- **СПИСОК ЗАДАНИЙ**
**A)** Какое здание, согласно тексту о монументальной эстетике в советской и немецкой архитектуре, в наибольшей степени восхищало Гитлера и кто его создатель?
**B)** Продолжите текст о монументальной эстетике в советской и немецкой архитектуре, начав сразу после его последнего предложения.

──────── ЦИТИРУЕМЫЙ ТЕКСТ

Первая половина прошедшего века — время грандиозных попыток построения обществ нового типа, которые были предприняты в ряде стран Центральной и Восточной Европы. Наиболее впечатляющий характер носили они в СССР и Германии, причем важнейшую роль в реализации данных проектов играло искусство, которое ныне принято толковать как крайне политизированное и идеологизированное. Не в меньшей, на наш взгляд, степени верно и обратное утверждение — сама политика в новых условиях приобрела радикально эстетическое измерение, сама жизнь стала интерпретироваться по меркам искусства. Эстетику подобного толка можно охарактеризовать как монументальную. В нашей работе мы рассмотрим некоторые принципы этой эстетики на примере советской и немецкой архитектуры 30-40-х годов XX века.

Начнем с анализа немецкого опыта. В январе 1933 года канцлером Германии становится Адольф Гитлер — человек, который считал себя прирожденным художником и архитектором не в меньшей, если не в большей степени, чем политиком. Общеизвестны юношеские неудачи Гитлера в деле социализации художественных способностей. Показательно, однако, что, выйдя в 1924 году из тюрьмы, он всерьез рассматривал перспективу смены профессии — с политика на архитектора. Действительно, в ходе мюнхенского путча нацистская партия была разгромлена, а власть над ее остатками захватили достаточно популярные политики, оставшиеся на свободе (генерал Э. Людендорф, например). В данной ситуации Гитлеру могло показаться, что появление на сцене еще одного оппозиционного веймарской республики политика вовсе не актуально. Впрочем, в потрясаемой периодическими кризисами Германии того времени профессия архитектора, тем более не имеющего диплома о специальном образовании, также была недостаточно востребованной. Гитлер остался в политике, хотя ностальгия по несостоявшейся карьере архитектора периодически накатывалась на него.

Для целей нашего исследования было бы полезно остановиться на архитектурных предпочтениях Гитлера. Во многом они сформировались под впечатлением архитектуры второй половины XIX века — австрийской, немецкой, французской. Гитлера восхищали театральные здания, воздвигнутые в разных городах Германии и Австро-Венгрии такими архитекторами как Г. Хеллер (1849-1919 гг.) и Ф. Фелнер (1847-1916 гг.). Вообще ему весьма импонировал необарочный стиль империи Вильгельма II, разработанный зодчим Ине. Но, пожалуй, в наибольший восторг Гитлера повергали здание и интерьеры парижской «Гранд-опера» — творение Ш. Гарнье (1825-1898 гг.).

В данной связи себе привести любопытный эпизод, сохранившийся в «Воспоминаниях» Альберта Шпеера (1905-1981 гг.) — доверенного архитектора Гитлера, а в 1942-45 годах министра вооружений III рейха. Летом 1940 года Шпеер сопровождал Гитлера в столицу поверженной Франции. Колонна автомашин остановилась у входа в «Гранд-опера» и Гитлер, сопровождаемой свитой, вошел в знаменитое здание. Победоносный правитель взял на себя функции гида и тотчас начал комментировать внутреннее убранство парижского театра, причем в таких подробностях, которые свидетельствовали о его серьезном знакомстве со специальной литературой по данной теме. Во время осмотра он обнаружил переделки, проведенные незадолго до этого, и консьерж подтвердил данное предположение. В заключение «экскурсии» Гитлер признался: «Увидеть Париж было мечтой моей жизни» 1.

────────────────
──────── ПРЕДОСТАВЛЕННЫЕ МАТЕРИАЛЫ

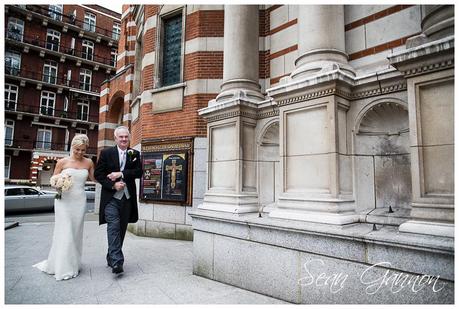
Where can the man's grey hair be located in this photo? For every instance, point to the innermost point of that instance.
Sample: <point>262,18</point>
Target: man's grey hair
<point>121,128</point>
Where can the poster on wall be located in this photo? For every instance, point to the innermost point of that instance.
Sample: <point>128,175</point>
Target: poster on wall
<point>174,177</point>
<point>164,177</point>
<point>151,179</point>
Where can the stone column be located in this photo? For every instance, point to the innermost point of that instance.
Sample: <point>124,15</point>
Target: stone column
<point>321,41</point>
<point>231,118</point>
<point>317,175</point>
<point>428,67</point>
<point>240,59</point>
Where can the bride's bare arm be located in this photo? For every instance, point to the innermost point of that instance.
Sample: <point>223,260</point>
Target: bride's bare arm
<point>91,172</point>
<point>58,168</point>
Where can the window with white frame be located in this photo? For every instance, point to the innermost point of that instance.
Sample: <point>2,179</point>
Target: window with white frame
<point>12,63</point>
<point>7,166</point>
<point>50,72</point>
<point>15,29</point>
<point>66,103</point>
<point>89,22</point>
<point>44,137</point>
<point>47,103</point>
<point>113,55</point>
<point>83,110</point>
<point>11,96</point>
<point>9,132</point>
<point>88,50</point>
<point>116,31</point>
<point>138,67</point>
<point>81,131</point>
<point>53,39</point>
<point>85,79</point>
<point>171,54</point>
<point>55,11</point>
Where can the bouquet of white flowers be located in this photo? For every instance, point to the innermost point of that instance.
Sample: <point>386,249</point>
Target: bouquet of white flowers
<point>61,182</point>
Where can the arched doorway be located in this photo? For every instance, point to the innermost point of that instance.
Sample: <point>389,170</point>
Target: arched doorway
<point>268,166</point>
<point>382,156</point>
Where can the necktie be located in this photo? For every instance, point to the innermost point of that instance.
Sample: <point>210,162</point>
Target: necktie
<point>123,160</point>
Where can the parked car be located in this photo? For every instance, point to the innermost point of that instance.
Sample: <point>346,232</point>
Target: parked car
<point>22,198</point>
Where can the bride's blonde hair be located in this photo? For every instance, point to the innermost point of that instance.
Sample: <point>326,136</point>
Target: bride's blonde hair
<point>80,139</point>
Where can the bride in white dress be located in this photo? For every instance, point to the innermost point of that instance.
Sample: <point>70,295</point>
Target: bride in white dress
<point>64,258</point>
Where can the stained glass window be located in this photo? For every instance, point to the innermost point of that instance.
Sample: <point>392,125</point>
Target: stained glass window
<point>172,50</point>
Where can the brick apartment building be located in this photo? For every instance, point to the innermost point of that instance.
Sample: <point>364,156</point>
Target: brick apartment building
<point>56,58</point>
<point>277,135</point>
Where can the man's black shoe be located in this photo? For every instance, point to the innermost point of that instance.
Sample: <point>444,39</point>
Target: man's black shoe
<point>117,269</point>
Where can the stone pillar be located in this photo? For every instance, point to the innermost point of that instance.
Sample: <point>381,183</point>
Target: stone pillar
<point>321,41</point>
<point>240,59</point>
<point>317,175</point>
<point>429,71</point>
<point>231,118</point>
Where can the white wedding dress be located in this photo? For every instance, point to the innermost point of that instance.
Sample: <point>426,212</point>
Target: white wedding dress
<point>65,255</point>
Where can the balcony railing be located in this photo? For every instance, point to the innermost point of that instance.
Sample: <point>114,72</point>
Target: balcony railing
<point>62,48</point>
<point>42,145</point>
<point>51,79</point>
<point>69,19</point>
<point>49,111</point>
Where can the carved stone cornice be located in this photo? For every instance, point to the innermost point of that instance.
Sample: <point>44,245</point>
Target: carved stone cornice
<point>232,114</point>
<point>441,65</point>
<point>430,57</point>
<point>268,114</point>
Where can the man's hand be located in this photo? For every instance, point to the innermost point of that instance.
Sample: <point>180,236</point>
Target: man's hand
<point>119,185</point>
<point>114,176</point>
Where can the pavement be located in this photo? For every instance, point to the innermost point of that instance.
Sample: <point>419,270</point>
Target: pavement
<point>157,271</point>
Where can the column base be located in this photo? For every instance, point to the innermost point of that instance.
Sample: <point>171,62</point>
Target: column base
<point>428,228</point>
<point>317,217</point>
<point>324,210</point>
<point>233,203</point>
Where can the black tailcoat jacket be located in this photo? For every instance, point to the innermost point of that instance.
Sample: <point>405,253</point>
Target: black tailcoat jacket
<point>109,162</point>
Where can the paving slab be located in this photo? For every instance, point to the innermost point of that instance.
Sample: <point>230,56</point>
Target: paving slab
<point>157,271</point>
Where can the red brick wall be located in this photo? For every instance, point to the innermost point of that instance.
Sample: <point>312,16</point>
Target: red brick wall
<point>204,24</point>
<point>203,65</point>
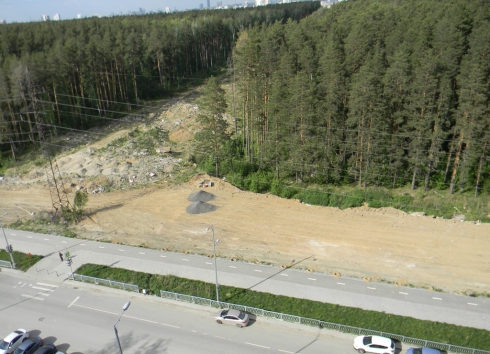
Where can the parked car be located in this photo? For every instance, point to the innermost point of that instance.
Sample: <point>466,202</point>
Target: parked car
<point>47,349</point>
<point>425,350</point>
<point>29,346</point>
<point>374,344</point>
<point>13,340</point>
<point>234,317</point>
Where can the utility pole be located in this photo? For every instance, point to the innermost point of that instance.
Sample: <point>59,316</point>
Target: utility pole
<point>59,197</point>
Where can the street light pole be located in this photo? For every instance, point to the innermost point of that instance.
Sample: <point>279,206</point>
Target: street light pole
<point>125,307</point>
<point>8,248</point>
<point>215,265</point>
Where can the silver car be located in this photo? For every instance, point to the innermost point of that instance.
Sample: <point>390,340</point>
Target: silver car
<point>13,340</point>
<point>234,317</point>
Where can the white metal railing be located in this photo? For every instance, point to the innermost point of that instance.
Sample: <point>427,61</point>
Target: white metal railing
<point>106,282</point>
<point>5,264</point>
<point>320,324</point>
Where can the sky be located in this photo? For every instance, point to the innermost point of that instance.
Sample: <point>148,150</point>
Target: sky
<point>32,10</point>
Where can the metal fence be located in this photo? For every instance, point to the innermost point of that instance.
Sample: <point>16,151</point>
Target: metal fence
<point>5,264</point>
<point>320,324</point>
<point>106,282</point>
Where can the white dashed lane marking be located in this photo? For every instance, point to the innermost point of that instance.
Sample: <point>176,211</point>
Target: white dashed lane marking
<point>32,297</point>
<point>257,345</point>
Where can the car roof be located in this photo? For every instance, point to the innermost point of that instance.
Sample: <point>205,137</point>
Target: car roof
<point>381,340</point>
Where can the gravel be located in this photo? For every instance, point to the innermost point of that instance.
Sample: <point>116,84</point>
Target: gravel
<point>200,208</point>
<point>201,196</point>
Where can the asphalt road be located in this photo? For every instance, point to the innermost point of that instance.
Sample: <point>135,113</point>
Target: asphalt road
<point>413,302</point>
<point>80,319</point>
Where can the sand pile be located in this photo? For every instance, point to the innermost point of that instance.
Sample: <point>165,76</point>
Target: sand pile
<point>201,196</point>
<point>200,208</point>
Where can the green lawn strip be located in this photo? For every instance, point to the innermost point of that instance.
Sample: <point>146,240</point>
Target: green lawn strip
<point>22,260</point>
<point>407,326</point>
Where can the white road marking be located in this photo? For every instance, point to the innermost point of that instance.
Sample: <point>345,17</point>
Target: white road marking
<point>38,288</point>
<point>113,313</point>
<point>257,345</point>
<point>32,297</point>
<point>44,284</point>
<point>73,302</point>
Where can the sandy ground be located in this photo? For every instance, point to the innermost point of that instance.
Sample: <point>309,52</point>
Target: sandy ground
<point>380,244</point>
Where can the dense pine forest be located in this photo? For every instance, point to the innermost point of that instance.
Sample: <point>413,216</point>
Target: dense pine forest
<point>370,92</point>
<point>390,94</point>
<point>73,74</point>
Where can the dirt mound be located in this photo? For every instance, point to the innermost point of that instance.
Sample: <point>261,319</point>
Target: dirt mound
<point>201,196</point>
<point>200,208</point>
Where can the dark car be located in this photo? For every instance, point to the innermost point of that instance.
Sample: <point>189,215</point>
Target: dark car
<point>29,346</point>
<point>47,349</point>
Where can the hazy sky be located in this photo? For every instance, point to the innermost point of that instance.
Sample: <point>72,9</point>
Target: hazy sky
<point>31,10</point>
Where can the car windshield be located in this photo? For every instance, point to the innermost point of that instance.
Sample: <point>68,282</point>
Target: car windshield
<point>367,340</point>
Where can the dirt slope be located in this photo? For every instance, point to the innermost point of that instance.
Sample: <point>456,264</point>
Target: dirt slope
<point>375,243</point>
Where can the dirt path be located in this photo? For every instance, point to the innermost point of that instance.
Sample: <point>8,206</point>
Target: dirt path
<point>376,243</point>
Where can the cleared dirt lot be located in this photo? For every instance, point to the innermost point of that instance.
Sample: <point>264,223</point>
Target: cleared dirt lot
<point>377,243</point>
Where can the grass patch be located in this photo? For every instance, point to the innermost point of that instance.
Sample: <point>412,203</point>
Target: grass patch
<point>43,225</point>
<point>22,260</point>
<point>434,331</point>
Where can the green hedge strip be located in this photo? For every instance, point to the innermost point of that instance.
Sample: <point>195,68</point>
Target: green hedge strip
<point>407,326</point>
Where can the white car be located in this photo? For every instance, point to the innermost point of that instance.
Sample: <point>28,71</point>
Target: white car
<point>13,340</point>
<point>374,344</point>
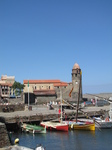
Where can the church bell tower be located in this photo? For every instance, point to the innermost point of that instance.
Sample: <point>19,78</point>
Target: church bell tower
<point>76,83</point>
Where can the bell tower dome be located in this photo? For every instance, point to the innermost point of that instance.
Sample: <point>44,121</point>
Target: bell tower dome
<point>76,82</point>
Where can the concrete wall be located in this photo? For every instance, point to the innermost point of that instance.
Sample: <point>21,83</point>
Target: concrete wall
<point>4,138</point>
<point>16,107</point>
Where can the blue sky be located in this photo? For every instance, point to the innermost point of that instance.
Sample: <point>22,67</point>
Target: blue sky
<point>43,39</point>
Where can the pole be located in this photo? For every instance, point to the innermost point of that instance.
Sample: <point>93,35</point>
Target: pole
<point>28,94</point>
<point>78,98</point>
<point>61,104</point>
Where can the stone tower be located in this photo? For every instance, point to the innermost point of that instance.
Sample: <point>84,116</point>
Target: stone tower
<point>76,79</point>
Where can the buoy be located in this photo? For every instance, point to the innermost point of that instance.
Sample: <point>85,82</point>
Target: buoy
<point>16,141</point>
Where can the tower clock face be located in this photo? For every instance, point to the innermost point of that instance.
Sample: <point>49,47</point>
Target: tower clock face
<point>76,82</point>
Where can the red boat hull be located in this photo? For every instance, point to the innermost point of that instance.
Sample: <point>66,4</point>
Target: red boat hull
<point>61,127</point>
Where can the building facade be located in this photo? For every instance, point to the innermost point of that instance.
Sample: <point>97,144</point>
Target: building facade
<point>49,90</point>
<point>6,83</point>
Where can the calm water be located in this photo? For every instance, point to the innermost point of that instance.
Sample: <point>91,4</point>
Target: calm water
<point>73,140</point>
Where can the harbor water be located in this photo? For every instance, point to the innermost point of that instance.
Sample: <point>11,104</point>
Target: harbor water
<point>72,140</point>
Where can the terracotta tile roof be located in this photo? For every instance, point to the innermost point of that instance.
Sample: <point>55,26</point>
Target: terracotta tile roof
<point>54,82</point>
<point>6,84</point>
<point>60,84</point>
<point>40,81</point>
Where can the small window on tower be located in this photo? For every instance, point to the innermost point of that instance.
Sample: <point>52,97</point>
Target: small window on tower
<point>76,82</point>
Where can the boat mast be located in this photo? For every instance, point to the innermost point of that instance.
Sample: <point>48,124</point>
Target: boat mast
<point>78,98</point>
<point>61,103</point>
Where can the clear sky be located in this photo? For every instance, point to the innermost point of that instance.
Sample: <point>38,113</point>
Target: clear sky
<point>43,39</point>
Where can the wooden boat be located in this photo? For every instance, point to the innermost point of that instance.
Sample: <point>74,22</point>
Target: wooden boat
<point>17,147</point>
<point>55,126</point>
<point>103,123</point>
<point>33,128</point>
<point>58,126</point>
<point>81,125</point>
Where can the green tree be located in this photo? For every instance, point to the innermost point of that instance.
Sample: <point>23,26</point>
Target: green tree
<point>18,87</point>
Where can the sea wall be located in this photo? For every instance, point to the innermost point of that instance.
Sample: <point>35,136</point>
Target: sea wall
<point>12,107</point>
<point>4,138</point>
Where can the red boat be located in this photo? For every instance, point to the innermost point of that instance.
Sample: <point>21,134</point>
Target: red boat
<point>55,125</point>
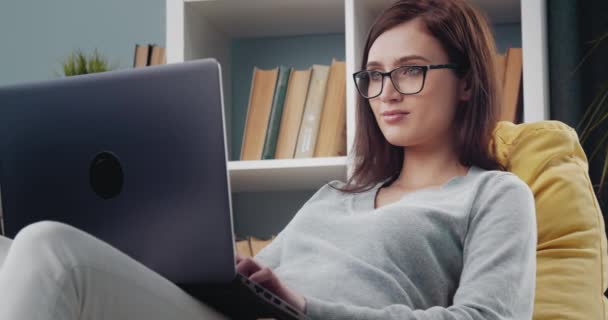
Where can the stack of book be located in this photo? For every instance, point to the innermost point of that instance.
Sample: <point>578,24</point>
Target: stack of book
<point>509,71</point>
<point>250,246</point>
<point>296,113</point>
<point>148,55</point>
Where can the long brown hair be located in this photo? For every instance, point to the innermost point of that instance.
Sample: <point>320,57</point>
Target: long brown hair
<point>468,41</point>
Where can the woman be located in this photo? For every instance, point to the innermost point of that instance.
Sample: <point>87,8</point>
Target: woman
<point>432,228</point>
<point>428,227</point>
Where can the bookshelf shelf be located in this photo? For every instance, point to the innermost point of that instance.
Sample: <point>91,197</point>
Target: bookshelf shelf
<point>285,174</point>
<point>203,28</point>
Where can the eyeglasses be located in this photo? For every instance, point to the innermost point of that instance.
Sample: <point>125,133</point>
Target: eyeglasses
<point>405,79</point>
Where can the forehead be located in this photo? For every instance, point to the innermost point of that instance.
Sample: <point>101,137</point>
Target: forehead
<point>410,40</point>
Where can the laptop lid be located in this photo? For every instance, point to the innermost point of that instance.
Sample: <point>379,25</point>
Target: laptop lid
<point>134,157</point>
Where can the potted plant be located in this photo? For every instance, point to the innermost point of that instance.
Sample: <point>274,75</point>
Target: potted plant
<point>593,122</point>
<point>79,63</point>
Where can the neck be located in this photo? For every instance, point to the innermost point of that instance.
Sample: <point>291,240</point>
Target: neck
<point>426,166</point>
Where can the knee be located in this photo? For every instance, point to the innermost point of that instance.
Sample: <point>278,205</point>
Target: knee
<point>43,232</point>
<point>43,240</point>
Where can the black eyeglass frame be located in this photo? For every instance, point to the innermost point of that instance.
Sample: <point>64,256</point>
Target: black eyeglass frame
<point>424,69</point>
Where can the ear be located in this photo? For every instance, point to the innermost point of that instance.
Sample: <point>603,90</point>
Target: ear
<point>465,88</point>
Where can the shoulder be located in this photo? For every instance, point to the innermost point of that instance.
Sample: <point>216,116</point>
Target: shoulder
<point>502,192</point>
<point>494,181</point>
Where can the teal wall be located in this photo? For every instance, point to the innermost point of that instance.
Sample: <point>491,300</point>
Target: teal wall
<point>35,36</point>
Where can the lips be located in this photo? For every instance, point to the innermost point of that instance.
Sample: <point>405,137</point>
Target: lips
<point>394,112</point>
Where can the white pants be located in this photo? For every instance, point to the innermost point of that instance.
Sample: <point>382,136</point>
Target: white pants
<point>54,271</point>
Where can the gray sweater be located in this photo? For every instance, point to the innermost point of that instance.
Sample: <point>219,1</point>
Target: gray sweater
<point>465,250</point>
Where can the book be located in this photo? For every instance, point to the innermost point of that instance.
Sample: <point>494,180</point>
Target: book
<point>276,112</point>
<point>512,85</point>
<point>297,88</point>
<point>331,140</point>
<point>141,56</point>
<point>263,86</point>
<point>258,244</point>
<point>311,119</point>
<point>243,248</point>
<point>157,56</point>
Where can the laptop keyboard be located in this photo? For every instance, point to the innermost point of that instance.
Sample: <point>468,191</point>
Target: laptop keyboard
<point>270,297</point>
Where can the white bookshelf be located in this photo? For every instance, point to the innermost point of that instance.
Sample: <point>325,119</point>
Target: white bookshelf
<point>205,28</point>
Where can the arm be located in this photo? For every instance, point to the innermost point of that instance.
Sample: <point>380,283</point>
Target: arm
<point>270,255</point>
<point>499,264</point>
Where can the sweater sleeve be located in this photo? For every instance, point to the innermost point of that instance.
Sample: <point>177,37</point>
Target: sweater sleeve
<point>499,264</point>
<point>270,255</point>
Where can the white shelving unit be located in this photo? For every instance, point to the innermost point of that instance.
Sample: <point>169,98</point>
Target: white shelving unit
<point>205,28</point>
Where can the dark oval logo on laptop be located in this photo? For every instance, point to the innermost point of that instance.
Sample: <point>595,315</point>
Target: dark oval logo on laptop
<point>106,175</point>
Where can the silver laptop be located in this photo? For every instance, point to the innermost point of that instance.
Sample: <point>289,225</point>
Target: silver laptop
<point>137,158</point>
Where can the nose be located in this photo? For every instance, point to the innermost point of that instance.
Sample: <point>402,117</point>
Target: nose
<point>389,92</point>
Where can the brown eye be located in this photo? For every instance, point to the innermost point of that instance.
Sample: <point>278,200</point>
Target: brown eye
<point>375,75</point>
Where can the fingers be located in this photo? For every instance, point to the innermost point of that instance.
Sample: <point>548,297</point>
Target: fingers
<point>268,279</point>
<point>247,266</point>
<point>263,275</point>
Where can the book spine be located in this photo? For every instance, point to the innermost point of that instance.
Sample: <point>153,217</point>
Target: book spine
<point>309,129</point>
<point>270,144</point>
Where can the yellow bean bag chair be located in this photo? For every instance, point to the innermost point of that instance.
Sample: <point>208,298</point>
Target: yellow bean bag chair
<point>571,274</point>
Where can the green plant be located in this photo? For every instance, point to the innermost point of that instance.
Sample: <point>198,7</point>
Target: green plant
<point>594,120</point>
<point>78,63</point>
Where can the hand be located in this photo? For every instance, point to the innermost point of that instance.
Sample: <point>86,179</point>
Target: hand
<point>265,277</point>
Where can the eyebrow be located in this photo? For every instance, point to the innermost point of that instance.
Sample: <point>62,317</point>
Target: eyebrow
<point>400,60</point>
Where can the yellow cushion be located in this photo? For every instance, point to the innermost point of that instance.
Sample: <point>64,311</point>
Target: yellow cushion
<point>571,275</point>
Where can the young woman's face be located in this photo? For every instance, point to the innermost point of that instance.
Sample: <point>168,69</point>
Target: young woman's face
<point>431,111</point>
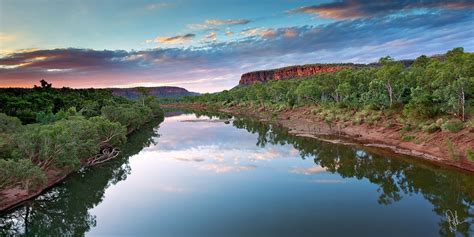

────────────────

- **ОЖИДАЕМЫЕ ОТВЕТЫ**
**A)** Здание парижской «Гранд-опера», созданное Ш. Гарнье.

**B)**
Вернемся, однако, к первым годам гитлеровского правления. Летом 1934 года ему наконец-то удается сосредоточить в своих уках всю полноту исполнительной власти. Это стало возможным после смерти двух людей — Э. Рема и рейхспрезидента П. фон Гиденбурга. Рем и его сподвижники из числа руководителей штурмовых отрядов были ликвидированы по приказу Гитлера в «ночь длинных ножей» — 30 июня, а 2 августа умер престарелый Гинденбург, одобривший данную акцию. Нацисты превратили его похороны, прошедшие у монумента в честь немецкой победы 1914 года над русскими под Танненбергом, в грандиозный ритуал в вагнеровском стиле. Похороны знаменитого полководца и политика произвели на современников исключительно сильное воздействие, что свидетельствовало об успехе монументальной эстетики нацистов 2.

Вернемся, однако, к архитектуре. В начале 30-х годов будущий вершитель судеб Германии и Европы знакомится с архитектором Паулем Людвигом Троостом (1878-1934 гг.), известным своим проектом отделки океанского лайнера «Германия». Гитлер поручил Троосту перестройку мюнхенского дворца Барлов, где размещалась штаб-квартира НСДАП. Позднее знаменитый архитектор подготовил проект Дома германского искусства, который должен был также разместиться в столице Баварии. Стиль Трооста можно обозначить как неоклассический и следует согласиться с теми авторами, которые утверждали, что под его влиянием Гитлер несколько пересмотрел свои первоначальные взгляды на архитектуру.

В 1934 году Троост неожиданно умирает и его место занимает Шпеер, привлекший внимание Гитлера проектом переустройства нюрнбергского стадиона Цеппелинфельд. Образцом для перестройки Шпееру послужил Пергамский алтарь. Главное каменное сооружение стадиона имело 390 м в длину и 24м в высоту — по длине оно превосходило знаменитые термы Каракаллы почти в два раза. Другой проект Шпеера тех лет — световое шоу для ежегодной встречи низовых руководителей нацистской партии на том же Цеппелинфельде. Колонны партийцев маршировали ночью, подсвечиваемые 130 мощными прожекторами ПВО. Последние создавали световые столбы на высоте от 6 до 8 километров, сливаясь в сияющий небосвод. При этом создавалась иллюзия гигантского зала: «храм из света» — утверждали очевидцы 3.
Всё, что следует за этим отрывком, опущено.